(Dataset entries)
====

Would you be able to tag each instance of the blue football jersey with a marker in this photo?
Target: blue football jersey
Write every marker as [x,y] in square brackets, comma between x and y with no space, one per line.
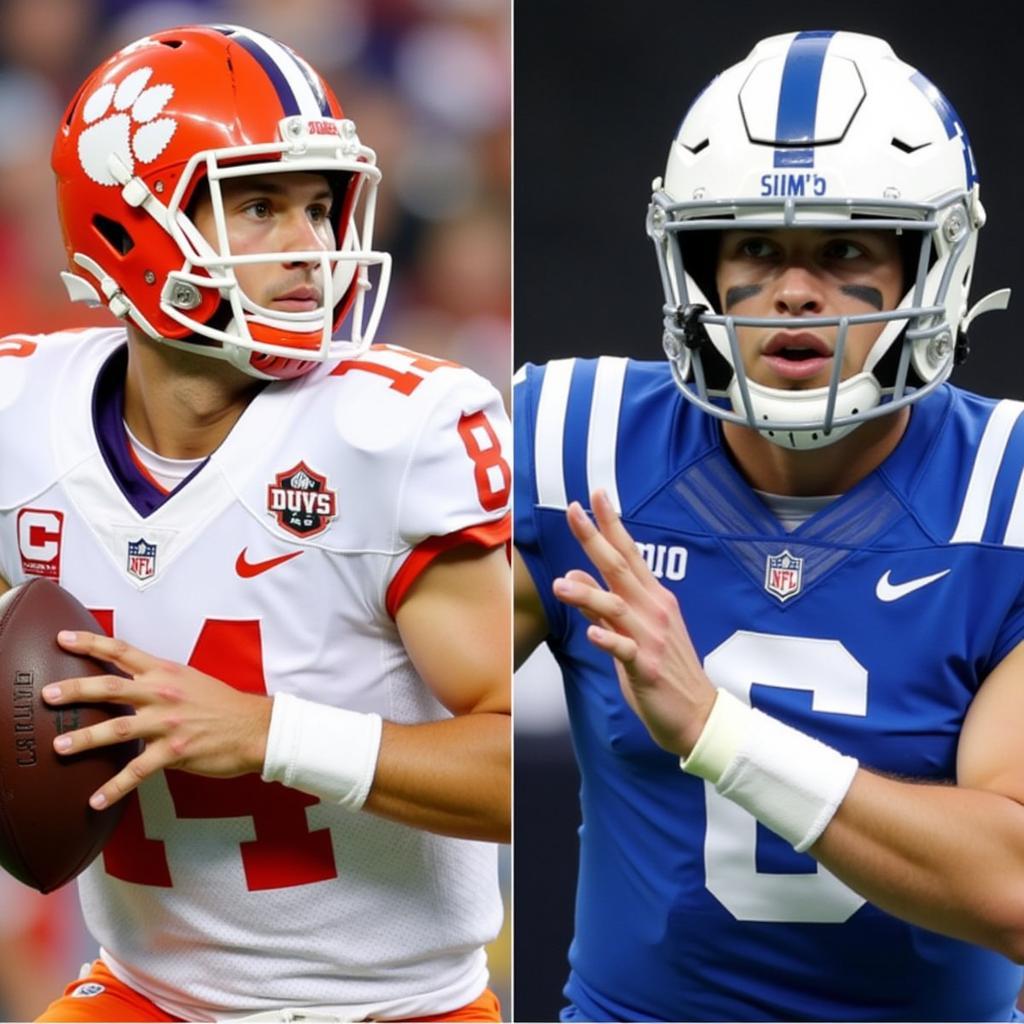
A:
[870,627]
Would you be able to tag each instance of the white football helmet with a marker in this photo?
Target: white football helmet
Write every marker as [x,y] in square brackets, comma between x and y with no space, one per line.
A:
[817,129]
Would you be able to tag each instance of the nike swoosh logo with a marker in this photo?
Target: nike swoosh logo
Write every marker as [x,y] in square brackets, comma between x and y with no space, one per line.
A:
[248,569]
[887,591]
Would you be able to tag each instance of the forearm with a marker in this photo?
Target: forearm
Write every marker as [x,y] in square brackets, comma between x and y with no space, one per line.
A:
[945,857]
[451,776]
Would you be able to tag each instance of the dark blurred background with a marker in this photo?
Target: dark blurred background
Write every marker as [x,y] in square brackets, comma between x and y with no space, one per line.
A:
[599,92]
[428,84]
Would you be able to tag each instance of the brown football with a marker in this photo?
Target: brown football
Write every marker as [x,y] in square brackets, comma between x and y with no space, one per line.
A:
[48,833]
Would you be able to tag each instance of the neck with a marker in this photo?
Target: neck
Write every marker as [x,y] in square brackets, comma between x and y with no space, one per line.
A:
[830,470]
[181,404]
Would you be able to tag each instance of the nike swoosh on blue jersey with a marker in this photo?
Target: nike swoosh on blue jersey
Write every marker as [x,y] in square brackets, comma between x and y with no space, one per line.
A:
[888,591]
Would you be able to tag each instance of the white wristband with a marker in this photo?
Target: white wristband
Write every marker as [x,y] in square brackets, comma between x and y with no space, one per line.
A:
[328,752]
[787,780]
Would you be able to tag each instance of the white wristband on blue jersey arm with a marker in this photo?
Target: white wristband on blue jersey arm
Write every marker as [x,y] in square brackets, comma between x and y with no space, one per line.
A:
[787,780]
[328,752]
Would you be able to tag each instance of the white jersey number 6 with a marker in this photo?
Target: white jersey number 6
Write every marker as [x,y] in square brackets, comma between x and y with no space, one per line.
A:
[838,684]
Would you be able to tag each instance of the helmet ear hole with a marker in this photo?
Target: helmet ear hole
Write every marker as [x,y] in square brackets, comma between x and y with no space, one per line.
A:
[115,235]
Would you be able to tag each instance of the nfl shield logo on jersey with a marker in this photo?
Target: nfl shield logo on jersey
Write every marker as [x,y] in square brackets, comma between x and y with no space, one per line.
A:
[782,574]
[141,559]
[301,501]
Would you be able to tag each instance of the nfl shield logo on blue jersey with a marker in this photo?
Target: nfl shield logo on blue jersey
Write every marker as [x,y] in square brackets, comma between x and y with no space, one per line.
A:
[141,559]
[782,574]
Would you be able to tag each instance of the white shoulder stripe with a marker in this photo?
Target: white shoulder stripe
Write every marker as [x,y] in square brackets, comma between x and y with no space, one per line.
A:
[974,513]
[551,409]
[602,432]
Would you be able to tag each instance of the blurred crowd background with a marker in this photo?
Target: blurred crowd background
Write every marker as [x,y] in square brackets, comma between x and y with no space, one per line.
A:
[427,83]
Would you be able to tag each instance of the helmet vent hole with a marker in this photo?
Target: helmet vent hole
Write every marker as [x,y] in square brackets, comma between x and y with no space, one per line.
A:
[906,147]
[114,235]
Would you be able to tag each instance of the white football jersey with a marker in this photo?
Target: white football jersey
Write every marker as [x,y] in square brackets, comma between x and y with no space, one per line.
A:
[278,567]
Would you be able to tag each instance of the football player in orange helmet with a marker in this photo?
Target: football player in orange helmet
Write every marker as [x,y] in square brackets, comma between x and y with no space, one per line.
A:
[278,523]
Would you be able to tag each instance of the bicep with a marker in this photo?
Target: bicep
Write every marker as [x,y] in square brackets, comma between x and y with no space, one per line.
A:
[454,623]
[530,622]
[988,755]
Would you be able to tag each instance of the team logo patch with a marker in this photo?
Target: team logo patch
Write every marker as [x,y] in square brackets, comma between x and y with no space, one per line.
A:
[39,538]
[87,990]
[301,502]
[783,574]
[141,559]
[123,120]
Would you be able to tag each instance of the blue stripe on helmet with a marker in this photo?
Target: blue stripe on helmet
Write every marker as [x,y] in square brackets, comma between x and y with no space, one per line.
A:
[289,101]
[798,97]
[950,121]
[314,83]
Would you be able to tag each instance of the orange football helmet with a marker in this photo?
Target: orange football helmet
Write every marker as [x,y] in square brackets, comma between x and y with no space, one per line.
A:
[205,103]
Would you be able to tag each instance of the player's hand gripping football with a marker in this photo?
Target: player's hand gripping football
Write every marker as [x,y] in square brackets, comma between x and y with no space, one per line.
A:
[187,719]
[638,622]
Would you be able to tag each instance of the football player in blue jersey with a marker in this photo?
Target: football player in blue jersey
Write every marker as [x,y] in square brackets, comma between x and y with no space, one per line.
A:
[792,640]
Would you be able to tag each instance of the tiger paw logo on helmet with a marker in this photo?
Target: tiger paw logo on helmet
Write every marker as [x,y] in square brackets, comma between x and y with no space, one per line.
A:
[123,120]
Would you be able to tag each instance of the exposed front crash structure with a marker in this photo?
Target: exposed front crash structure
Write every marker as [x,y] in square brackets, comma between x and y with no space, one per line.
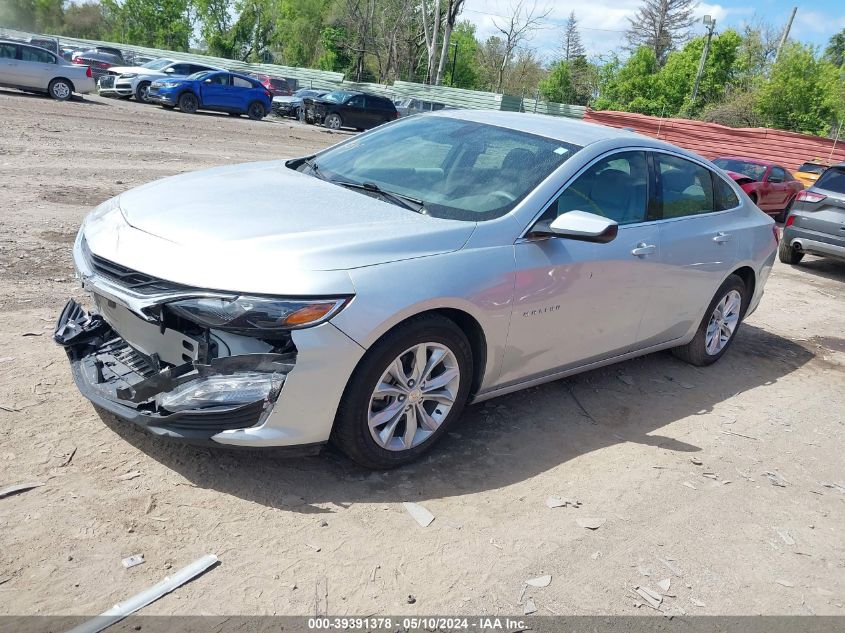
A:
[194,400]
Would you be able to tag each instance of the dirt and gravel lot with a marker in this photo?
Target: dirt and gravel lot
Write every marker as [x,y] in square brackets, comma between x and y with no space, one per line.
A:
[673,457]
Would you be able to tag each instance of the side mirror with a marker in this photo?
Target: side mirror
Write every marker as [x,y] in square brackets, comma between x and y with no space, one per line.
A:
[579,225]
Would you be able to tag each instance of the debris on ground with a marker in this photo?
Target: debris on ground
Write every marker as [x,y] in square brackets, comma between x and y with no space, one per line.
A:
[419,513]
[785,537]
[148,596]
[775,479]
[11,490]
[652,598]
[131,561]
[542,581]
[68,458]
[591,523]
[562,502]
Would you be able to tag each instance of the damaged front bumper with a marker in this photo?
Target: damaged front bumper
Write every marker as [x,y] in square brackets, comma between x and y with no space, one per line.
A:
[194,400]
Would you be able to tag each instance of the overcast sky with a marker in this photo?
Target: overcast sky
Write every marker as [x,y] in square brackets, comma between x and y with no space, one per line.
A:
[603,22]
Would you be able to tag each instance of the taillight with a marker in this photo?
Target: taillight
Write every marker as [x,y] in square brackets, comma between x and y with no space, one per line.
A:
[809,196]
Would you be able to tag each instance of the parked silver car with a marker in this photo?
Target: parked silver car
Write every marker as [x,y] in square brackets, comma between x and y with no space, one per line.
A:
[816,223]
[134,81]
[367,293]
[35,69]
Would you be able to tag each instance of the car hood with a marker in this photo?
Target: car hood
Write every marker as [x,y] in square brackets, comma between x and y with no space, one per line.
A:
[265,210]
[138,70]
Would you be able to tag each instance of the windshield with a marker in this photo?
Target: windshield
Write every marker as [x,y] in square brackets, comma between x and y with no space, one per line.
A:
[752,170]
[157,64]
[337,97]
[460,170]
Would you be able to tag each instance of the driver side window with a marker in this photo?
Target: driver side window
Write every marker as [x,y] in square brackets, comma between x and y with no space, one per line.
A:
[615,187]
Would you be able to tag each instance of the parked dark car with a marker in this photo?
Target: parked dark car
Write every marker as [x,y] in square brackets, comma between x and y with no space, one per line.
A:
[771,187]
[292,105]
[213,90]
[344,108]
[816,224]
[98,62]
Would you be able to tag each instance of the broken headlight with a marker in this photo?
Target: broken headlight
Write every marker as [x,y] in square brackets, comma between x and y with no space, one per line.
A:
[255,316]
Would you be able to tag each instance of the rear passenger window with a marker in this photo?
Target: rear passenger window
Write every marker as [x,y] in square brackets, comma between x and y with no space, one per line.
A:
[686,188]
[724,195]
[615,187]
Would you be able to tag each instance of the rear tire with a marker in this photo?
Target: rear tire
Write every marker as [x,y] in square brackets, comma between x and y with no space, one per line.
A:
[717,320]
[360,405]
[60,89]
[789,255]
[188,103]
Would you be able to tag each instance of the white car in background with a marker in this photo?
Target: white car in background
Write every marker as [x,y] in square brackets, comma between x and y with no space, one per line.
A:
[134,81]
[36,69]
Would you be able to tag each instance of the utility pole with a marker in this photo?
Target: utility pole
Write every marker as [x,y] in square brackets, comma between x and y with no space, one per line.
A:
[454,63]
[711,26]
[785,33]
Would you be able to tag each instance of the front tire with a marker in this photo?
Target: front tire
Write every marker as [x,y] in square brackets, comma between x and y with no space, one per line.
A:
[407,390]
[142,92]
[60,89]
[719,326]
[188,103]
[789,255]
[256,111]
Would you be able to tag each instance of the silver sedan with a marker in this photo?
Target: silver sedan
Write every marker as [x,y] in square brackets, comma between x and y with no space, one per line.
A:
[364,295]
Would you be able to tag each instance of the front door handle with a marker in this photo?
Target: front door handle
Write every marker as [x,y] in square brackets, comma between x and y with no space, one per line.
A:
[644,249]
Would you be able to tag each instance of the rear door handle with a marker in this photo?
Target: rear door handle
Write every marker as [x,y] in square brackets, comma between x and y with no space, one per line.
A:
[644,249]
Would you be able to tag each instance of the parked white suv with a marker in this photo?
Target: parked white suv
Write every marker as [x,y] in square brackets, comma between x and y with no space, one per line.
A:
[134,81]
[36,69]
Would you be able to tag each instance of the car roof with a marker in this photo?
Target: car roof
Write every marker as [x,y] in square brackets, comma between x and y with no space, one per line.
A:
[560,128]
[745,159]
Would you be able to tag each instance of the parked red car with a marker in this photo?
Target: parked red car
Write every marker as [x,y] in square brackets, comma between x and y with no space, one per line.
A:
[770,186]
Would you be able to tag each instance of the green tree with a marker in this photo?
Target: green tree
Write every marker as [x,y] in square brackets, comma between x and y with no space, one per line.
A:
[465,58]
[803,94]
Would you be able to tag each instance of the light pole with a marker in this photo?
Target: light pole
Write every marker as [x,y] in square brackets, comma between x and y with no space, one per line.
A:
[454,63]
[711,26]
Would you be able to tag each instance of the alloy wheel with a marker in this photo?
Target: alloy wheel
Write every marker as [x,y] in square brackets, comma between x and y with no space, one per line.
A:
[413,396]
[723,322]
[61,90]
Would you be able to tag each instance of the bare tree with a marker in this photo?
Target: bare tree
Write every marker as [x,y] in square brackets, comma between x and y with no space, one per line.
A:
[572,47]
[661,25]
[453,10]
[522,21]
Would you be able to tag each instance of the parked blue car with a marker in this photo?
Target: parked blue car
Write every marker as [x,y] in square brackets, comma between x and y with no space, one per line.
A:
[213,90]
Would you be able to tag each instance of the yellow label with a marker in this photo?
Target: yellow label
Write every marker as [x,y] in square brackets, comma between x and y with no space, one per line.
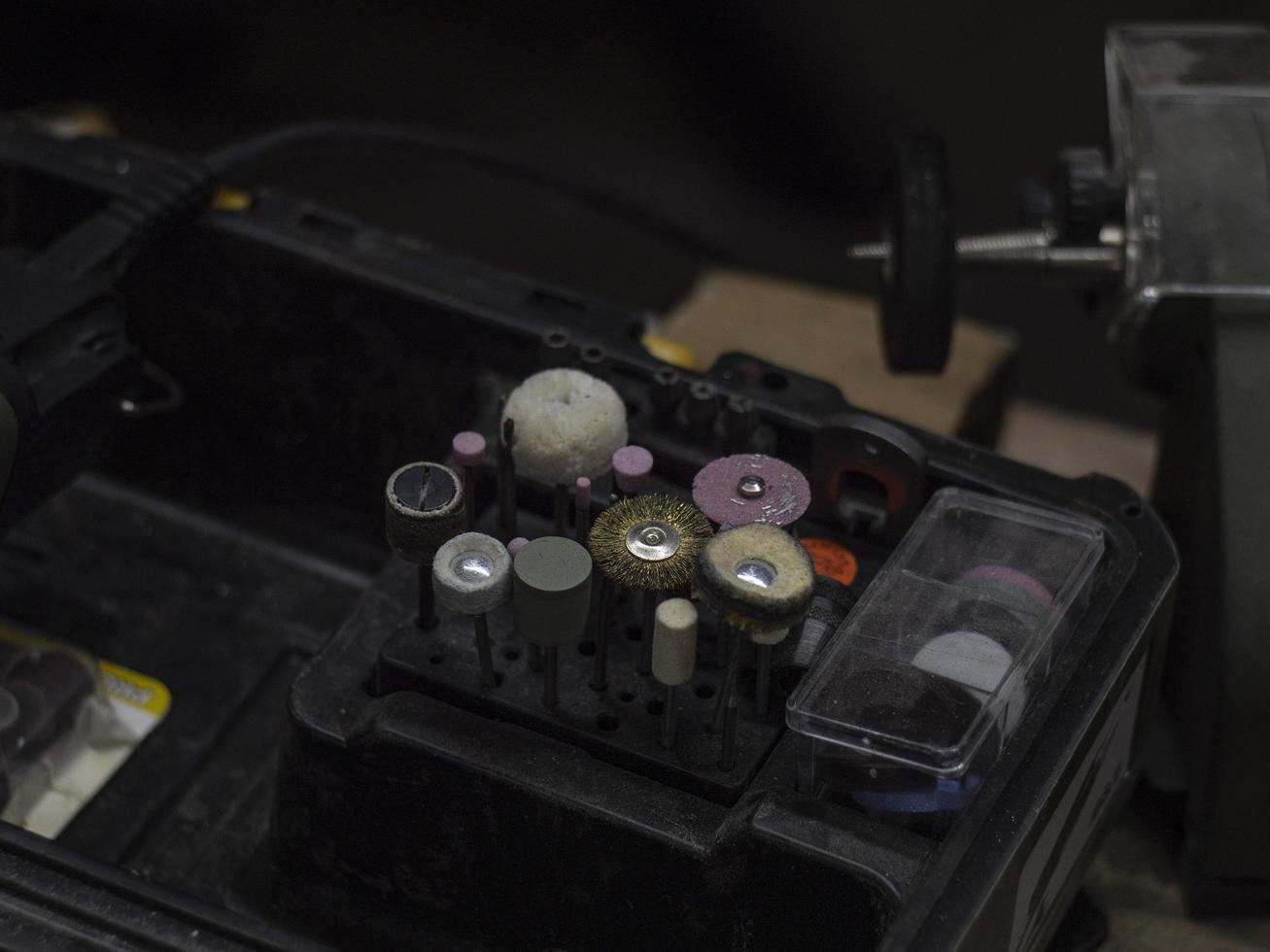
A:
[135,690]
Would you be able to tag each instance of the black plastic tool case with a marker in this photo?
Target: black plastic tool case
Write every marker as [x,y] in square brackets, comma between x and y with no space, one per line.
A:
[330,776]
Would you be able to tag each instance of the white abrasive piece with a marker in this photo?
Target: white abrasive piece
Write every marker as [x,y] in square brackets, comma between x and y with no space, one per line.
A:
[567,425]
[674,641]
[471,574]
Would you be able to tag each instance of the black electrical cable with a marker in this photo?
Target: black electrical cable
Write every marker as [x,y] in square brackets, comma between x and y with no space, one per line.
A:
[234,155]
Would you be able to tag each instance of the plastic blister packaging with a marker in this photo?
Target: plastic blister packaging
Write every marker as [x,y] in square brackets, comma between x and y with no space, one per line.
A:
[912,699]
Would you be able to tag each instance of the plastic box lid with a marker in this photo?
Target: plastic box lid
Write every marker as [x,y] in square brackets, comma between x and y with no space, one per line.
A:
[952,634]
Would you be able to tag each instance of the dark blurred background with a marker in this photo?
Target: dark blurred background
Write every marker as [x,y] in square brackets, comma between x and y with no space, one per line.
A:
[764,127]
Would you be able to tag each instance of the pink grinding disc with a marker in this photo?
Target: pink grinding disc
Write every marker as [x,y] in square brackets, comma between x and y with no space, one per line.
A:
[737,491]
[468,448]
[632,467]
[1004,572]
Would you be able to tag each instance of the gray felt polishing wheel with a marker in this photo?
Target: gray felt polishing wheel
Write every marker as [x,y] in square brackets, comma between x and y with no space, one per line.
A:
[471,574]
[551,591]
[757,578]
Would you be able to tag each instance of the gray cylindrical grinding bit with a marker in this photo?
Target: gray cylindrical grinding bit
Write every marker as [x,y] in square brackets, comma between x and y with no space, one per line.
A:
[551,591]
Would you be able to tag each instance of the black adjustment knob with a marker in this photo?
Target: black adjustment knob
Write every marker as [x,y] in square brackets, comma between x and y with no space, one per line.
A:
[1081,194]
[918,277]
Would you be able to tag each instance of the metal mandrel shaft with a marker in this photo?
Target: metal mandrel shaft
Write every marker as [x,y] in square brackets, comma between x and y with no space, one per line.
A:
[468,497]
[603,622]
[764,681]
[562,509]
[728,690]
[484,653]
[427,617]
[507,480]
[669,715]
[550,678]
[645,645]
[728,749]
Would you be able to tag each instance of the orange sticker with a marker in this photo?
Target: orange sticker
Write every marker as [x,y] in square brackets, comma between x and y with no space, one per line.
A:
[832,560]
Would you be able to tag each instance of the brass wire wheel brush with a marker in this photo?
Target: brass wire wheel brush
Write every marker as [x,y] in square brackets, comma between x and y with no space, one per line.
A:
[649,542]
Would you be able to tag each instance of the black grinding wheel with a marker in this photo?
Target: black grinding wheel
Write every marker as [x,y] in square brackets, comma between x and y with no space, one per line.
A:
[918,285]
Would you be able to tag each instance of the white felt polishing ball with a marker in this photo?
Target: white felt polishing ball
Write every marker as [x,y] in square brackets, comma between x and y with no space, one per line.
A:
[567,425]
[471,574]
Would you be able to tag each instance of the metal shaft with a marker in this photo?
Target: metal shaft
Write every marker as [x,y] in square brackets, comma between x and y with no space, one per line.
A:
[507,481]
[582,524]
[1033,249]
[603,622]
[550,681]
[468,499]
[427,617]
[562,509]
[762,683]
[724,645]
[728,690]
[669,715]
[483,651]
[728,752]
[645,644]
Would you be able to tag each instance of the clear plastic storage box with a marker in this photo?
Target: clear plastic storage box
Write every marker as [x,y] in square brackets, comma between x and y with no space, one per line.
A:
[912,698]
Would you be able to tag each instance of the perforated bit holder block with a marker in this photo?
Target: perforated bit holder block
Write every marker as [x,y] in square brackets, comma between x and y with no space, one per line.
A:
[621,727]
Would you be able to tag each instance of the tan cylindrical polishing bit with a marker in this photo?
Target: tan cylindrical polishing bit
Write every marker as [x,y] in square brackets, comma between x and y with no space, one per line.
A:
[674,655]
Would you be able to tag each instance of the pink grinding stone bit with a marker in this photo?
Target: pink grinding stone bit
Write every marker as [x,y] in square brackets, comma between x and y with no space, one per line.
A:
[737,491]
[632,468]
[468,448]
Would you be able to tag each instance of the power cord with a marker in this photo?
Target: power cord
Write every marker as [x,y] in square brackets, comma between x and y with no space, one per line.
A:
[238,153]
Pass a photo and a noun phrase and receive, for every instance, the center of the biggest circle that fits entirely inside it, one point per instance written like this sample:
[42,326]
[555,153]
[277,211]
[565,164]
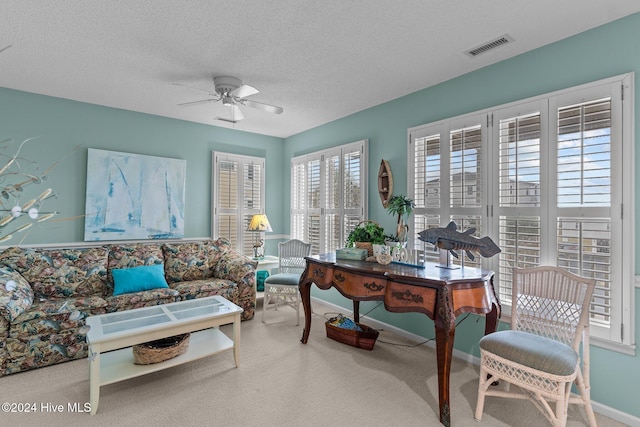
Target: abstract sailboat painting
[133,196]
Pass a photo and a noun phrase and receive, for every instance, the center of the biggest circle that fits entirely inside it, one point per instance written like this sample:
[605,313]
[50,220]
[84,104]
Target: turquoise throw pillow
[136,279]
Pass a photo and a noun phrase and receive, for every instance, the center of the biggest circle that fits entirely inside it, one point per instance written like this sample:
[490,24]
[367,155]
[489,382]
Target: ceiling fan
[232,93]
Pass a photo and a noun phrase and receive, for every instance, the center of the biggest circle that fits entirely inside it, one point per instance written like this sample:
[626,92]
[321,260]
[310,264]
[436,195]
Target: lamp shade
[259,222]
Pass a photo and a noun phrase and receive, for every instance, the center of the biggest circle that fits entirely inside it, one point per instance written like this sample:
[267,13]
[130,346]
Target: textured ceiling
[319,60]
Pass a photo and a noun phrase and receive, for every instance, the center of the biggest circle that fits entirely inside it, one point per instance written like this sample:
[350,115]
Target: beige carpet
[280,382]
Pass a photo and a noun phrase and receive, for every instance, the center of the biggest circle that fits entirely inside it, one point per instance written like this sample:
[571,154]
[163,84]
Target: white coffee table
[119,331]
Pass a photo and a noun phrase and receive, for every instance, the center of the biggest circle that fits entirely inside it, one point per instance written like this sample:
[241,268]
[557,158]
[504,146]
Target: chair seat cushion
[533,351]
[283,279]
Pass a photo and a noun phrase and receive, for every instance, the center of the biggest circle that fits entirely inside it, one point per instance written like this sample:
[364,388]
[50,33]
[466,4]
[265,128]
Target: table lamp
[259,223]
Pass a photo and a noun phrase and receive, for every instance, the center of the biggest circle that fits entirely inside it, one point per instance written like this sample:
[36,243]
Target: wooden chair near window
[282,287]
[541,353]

====

## ABOUT THIS EXERCISE:
Scan the entries above. Copy each line that has the string "pole".

## RESPONSE BELOW:
Would you be able to tag each instance of the utility pole with a marker in this photo?
Target: utility pole
Would you be able to tag each instance of the light pole with a marker in this photo?
Target: light pole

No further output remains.